What this task involves
A verbatim copy of the lines from the one with "sky in the photo above." through the final line below is required; print it and nothing else.

(Referring expression pointing data)
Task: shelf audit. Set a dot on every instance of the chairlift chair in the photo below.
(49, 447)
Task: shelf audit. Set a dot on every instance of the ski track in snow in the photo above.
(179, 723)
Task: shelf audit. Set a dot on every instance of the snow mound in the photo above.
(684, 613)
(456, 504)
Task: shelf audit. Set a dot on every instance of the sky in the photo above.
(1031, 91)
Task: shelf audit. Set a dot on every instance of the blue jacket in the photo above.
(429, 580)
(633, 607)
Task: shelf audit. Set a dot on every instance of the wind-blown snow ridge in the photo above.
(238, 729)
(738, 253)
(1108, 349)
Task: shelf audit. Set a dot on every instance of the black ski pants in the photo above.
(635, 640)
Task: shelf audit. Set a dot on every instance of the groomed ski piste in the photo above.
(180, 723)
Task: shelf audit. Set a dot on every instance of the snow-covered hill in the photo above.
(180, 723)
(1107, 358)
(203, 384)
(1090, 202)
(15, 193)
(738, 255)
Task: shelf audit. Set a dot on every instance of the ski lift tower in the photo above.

Task solution
Task: shelf audit. Set a dot on every instance of the sky in the photo above.
(1031, 91)
Task: shelf audit. Set a dot on every instance of the blue jacket in the photo above.
(429, 580)
(633, 607)
Task: shelf audit. Set a dot on every instance of the wind-blown snow ridge in the photo above.
(238, 729)
(738, 253)
(1108, 349)
Task: shelf audit. Set a dot on every instance of the black ski pants in the photo above.
(635, 640)
Task: shelf audit. Set a dot on every instance of the groomed ski piste in the photo above.
(180, 723)
Task: shelf audit. Set a dot on every instance of the snow-covered hill in the photo above.
(180, 723)
(1107, 358)
(203, 384)
(1090, 202)
(15, 193)
(738, 255)
Task: shelf audit. Set a dot on every instance of the ski lift tower in the photo above.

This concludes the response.